>>>>
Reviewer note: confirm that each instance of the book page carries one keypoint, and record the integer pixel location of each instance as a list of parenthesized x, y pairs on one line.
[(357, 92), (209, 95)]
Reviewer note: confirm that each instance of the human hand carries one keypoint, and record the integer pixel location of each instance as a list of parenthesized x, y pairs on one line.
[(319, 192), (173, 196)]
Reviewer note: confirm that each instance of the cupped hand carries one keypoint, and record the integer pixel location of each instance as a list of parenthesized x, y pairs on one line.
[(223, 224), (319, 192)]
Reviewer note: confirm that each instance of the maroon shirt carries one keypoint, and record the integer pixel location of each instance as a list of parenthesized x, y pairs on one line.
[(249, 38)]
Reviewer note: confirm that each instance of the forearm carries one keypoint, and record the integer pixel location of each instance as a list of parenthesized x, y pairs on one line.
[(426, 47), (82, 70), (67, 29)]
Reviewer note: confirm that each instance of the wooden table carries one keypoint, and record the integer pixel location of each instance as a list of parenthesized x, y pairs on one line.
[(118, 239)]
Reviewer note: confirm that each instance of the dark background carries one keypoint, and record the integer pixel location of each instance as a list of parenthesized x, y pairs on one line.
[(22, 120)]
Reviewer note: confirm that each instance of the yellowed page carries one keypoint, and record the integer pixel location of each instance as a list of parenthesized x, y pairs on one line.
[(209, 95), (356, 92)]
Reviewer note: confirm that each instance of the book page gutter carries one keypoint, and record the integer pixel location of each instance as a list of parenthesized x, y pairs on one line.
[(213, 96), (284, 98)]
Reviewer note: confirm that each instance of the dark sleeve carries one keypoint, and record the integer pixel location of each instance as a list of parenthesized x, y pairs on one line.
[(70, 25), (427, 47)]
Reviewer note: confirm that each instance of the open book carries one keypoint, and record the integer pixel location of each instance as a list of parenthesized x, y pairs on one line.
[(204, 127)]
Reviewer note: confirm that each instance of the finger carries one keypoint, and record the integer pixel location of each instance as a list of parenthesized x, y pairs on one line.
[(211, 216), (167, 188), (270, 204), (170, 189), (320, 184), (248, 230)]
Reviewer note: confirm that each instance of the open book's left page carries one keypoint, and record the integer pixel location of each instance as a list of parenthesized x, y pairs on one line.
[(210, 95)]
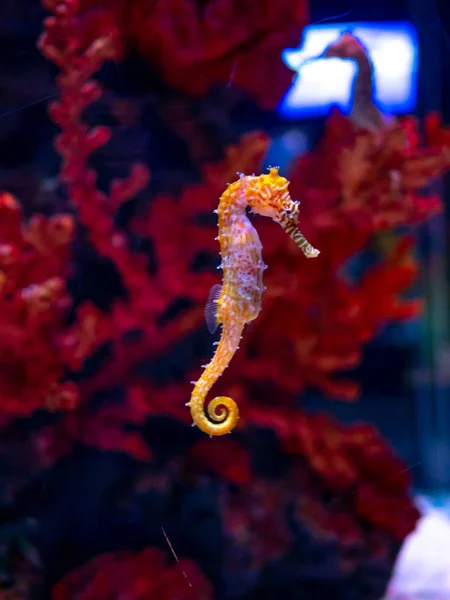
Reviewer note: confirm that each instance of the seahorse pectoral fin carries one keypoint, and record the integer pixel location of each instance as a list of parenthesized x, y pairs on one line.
[(212, 321)]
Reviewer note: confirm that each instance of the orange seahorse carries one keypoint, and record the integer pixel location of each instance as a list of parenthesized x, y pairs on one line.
[(238, 300)]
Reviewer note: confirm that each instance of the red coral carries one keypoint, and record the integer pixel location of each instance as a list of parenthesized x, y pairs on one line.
[(353, 461), (36, 347), (146, 575), (194, 44)]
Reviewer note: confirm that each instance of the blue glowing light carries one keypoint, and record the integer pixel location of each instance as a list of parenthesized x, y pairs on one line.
[(326, 82)]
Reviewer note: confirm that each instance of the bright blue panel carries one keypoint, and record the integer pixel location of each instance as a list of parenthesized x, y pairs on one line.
[(327, 82)]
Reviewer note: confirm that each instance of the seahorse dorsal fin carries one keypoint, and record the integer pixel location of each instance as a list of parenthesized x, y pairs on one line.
[(211, 308)]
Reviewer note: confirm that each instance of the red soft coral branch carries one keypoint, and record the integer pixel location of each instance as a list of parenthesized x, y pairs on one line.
[(36, 347), (194, 44), (135, 576)]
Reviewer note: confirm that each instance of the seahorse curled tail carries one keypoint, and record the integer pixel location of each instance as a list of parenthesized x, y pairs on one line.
[(222, 413)]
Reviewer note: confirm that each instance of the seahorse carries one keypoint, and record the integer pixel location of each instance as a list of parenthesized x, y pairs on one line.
[(238, 300)]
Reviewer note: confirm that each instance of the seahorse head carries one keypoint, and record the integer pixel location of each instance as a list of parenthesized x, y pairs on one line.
[(268, 195)]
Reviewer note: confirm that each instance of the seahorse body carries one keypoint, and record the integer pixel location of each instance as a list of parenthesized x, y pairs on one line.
[(238, 301)]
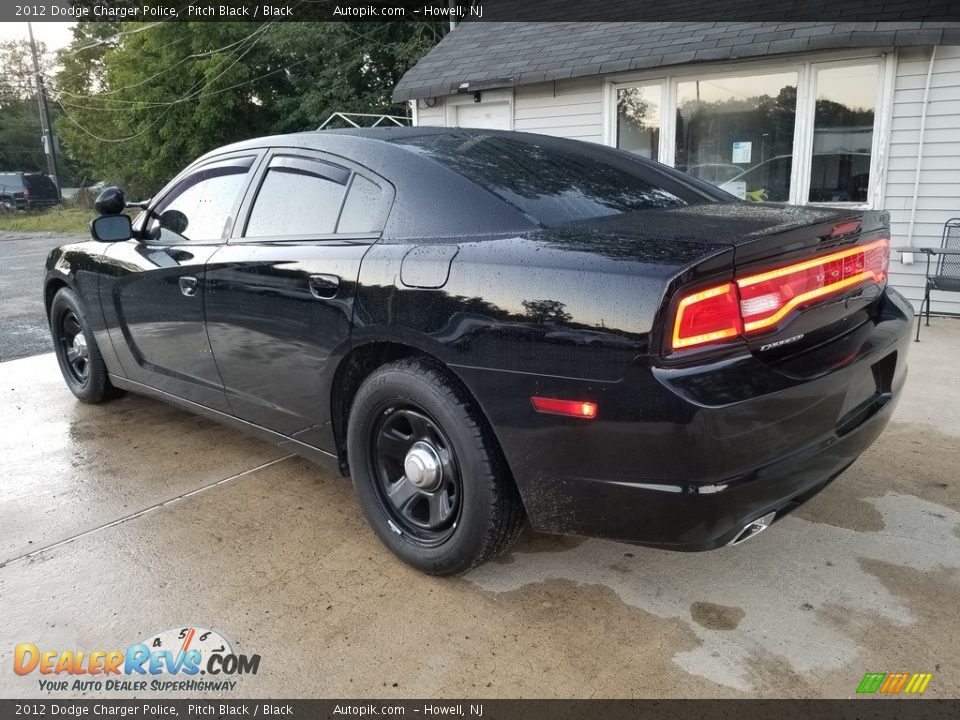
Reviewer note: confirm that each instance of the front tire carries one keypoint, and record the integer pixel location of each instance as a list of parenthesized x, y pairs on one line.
[(427, 471), (77, 353)]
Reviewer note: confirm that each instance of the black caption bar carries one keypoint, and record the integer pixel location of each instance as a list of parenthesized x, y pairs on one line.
[(482, 10), (914, 709)]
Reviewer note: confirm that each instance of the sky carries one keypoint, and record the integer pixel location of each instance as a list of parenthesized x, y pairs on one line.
[(54, 35)]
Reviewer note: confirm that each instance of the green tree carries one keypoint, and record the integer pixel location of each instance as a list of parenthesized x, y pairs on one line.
[(348, 67), (141, 100), (20, 144)]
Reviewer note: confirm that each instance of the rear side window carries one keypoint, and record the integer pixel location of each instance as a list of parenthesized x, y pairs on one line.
[(41, 187), (298, 196), (550, 184), (361, 212)]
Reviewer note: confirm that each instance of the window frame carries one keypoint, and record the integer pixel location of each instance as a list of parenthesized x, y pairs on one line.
[(238, 236), (142, 222), (806, 66)]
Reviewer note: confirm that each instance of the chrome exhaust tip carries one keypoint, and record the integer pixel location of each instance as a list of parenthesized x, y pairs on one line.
[(752, 529)]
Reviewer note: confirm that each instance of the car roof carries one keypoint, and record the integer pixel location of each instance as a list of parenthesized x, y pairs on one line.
[(433, 199)]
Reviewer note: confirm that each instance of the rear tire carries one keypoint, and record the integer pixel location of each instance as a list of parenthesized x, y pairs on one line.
[(429, 476), (77, 353)]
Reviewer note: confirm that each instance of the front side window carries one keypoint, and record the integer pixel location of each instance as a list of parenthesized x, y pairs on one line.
[(737, 133), (298, 196), (555, 184), (843, 134), (199, 207), (638, 120)]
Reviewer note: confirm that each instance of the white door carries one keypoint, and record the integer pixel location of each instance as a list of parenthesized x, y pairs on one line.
[(492, 116)]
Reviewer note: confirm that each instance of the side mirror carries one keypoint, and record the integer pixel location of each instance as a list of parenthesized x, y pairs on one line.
[(111, 201), (111, 228)]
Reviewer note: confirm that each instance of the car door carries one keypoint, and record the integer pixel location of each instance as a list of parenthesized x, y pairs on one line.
[(279, 295), (152, 290)]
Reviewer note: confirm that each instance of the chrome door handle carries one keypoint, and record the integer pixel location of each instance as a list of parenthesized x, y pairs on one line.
[(189, 285), (324, 287)]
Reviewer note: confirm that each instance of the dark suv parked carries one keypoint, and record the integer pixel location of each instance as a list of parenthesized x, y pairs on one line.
[(27, 191)]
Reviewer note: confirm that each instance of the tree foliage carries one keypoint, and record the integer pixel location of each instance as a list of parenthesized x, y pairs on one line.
[(141, 100), (20, 144)]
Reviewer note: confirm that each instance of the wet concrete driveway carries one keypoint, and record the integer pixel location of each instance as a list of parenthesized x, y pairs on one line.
[(126, 518)]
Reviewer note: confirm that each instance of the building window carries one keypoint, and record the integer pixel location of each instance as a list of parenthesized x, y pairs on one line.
[(737, 132), (843, 134), (738, 129), (638, 120)]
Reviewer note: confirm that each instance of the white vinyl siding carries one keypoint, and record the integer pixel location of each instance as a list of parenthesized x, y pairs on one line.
[(430, 116), (574, 108), (938, 199)]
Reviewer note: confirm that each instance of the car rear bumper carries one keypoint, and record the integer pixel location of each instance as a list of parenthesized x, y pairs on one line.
[(661, 467)]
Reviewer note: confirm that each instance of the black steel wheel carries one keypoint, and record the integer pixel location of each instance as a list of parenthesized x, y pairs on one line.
[(418, 477), (77, 353), (428, 472), (73, 344)]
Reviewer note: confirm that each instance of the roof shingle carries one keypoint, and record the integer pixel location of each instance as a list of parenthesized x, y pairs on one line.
[(507, 54)]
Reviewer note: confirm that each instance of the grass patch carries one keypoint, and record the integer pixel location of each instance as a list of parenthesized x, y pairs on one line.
[(65, 220)]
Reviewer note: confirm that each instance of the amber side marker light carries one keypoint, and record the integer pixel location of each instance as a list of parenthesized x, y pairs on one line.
[(759, 302), (570, 408)]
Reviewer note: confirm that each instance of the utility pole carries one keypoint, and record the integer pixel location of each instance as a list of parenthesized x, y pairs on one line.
[(48, 140)]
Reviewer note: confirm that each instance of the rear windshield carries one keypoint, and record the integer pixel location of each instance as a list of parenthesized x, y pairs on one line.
[(554, 185)]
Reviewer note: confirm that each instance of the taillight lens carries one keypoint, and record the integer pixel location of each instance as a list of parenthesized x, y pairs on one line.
[(760, 302), (767, 298), (707, 316)]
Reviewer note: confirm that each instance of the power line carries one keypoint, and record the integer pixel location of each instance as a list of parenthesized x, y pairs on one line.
[(191, 94), (192, 56), (147, 103)]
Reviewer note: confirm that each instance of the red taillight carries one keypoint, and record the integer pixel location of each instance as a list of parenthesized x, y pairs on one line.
[(572, 408), (768, 297), (758, 303), (707, 316)]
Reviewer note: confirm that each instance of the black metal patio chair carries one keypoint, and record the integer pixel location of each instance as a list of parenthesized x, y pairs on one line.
[(946, 278)]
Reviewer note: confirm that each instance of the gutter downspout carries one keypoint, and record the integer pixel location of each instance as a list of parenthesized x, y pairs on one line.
[(923, 131)]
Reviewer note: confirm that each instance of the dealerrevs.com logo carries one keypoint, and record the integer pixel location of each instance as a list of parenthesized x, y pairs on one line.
[(189, 659)]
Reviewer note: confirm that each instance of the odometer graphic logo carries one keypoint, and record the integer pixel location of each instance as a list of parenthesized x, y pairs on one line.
[(894, 683), (187, 658)]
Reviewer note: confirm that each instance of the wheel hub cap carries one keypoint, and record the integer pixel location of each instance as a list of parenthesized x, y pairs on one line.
[(422, 466)]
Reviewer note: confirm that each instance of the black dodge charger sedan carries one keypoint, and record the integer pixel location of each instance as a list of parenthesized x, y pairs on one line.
[(480, 325)]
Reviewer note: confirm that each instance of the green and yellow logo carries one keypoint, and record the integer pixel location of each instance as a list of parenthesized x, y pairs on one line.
[(894, 683)]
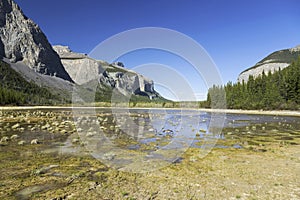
<<<<
WORK INSTRUCTIONS: Can you write out the lines starting at the one containing "Reviewer note: confirm that each instance of the side" and ending at the one containing "[(737, 132), (843, 134), (738, 129), (638, 120)]", with both included, increasing every pixel coordinate by 73 and leaving all other wording unchanged?

OUTPUT OF THE EXERCISE:
Reviewer note: confirm that each instance of the side mirror carries one keypoint, and record the integer pixel location of each instance as a list of parenthesized x, y pairs on one line.
[(184, 274), (184, 301)]
Reviewer note: confirm that each instance of the car door carries one keypoint, and record the integer pixel location of each instance as a list of parenthesized x, y pairs on one line.
[(352, 368), (225, 363)]
Reviewer note: confirm that each instance of the chrome door handle carries one keypoint, and record the integer pixel location of each instance as a list of parenthesized x, y pairs on one line.
[(262, 358), (397, 360)]
Reviewer note: confirm that each instance of the dark suv parked carries one keypoint, and record the integer pixel location of each instance as a list of parenthesized x, y pairs on one line.
[(100, 264)]
Reviewer note: confirm that each instance of the tree foliage carries one keypoint, and record the integer pixel location of each instance as a list of parenthesized x, y pairs on one line.
[(214, 173), (93, 217)]
Reviewer note: confirm that each instance of the wet concrete driveway carries one keypoint, and record the integer pixel location of each instance as a list of parenthesized x, y pairs on one line.
[(199, 591)]
Reviewer note: confirm that each instance of the building window carries one keypoint, and record the integer pixel location of each instance as a list of parenthesized x, y pairs on one line.
[(810, 205), (916, 207), (811, 202), (711, 193)]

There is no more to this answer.